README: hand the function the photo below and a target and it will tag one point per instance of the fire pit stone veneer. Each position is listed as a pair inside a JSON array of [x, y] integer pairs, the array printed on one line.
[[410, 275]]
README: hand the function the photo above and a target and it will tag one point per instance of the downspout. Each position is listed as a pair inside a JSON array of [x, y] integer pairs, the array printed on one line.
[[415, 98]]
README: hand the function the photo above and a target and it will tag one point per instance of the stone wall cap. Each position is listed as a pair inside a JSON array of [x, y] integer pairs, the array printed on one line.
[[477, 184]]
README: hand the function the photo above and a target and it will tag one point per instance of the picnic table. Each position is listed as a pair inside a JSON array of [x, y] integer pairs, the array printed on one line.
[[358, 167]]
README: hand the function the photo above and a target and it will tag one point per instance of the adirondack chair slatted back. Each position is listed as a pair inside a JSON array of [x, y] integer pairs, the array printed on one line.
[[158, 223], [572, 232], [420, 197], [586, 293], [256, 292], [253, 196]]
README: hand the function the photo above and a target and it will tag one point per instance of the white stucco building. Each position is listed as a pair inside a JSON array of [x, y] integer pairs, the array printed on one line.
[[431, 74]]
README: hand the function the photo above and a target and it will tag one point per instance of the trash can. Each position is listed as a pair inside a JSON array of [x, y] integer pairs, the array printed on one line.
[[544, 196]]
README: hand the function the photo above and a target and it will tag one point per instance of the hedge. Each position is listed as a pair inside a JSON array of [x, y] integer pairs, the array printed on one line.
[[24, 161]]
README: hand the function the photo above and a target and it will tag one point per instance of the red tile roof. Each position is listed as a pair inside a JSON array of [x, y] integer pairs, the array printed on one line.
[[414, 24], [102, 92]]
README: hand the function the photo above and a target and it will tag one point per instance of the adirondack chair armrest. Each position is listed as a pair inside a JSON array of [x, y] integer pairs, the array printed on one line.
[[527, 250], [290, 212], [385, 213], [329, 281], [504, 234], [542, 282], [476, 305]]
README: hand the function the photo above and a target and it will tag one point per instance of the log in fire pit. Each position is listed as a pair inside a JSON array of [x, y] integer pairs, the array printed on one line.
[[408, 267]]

> _What is needed_
Copy every entry exactly.

> _Expected answer_
README: hand the function the photo below and a target and it will tag one point per instance of the fire pit stone veneer. Each position is listed as a pair inside a JSON array of [x, y] integer pairs, the array printed on one line.
[[410, 275]]
README: hand the function the photo above and a target and it will tag one point per instance of the downspout. Each position is listed as a pair inside a JSON array of [x, y] integer pairs, the array printed on one line.
[[415, 98]]
README: hand the function the photo above and a target and it will tag one point per instance of the stone wall cap. Each position is listed as a pair inside a JSON array of [x, y] integer pairs, the array printed on one line.
[[477, 184]]
README: hand the function the photo above and a target and it will tag one point per instance of the picnic table. Each position is listed as a pair inside a JSON array of [x, y] integer pairs, the array printed on one line.
[[358, 167]]
README: hand the function the photo above and a target and it will tag one point per instance of the adirondack chair slatted back. Each position is listed as a pair inside a JSON array of [x, y] integer pairs, the array printed on one line.
[[158, 223], [572, 232], [420, 197], [586, 293], [256, 292], [253, 196]]
README: hand the function the photo above and a target and it will tag one point per instance of the white stucco building. Each position is listed as a pair inside a JSON array of [x, y] integer pairs, the array printed on one line.
[[431, 74]]
README: hand the function the photo above and a target and it will tag one point per instance of the trash can. Each position is listed as a pair inside a JSON array of [x, y] integer pairs, the array printed on one line.
[[544, 196]]
README: hand the function the photo above and a target and it will tag one point per instance of the hedge. Each position is listed as a pair inside a JSON array of [x, y] integer pairs, the array printed on one line.
[[24, 161]]
README: hand the function the photo above and a target and it will tag one point per instance of the red tile roof. Each position is listed as a pair inside a JSON array of [x, y] integer pairs, the array printed on one line.
[[414, 24], [102, 92]]
README: hand the function the photo above and a target and it will tag one point per instance of the adirondack chair armrest. Each position is listed as a pair inside a JSON array of [x, y] integer pairs, the array printed on one line.
[[527, 250], [290, 212], [385, 213], [329, 281], [504, 234], [542, 282], [476, 305]]
README: hand the function the photo above and a target and it will tag one point per instance of the log in fire pit. Each position is listed as a pair inside a JSON array of [x, y] integer pairs, the array printed on one line.
[[408, 267]]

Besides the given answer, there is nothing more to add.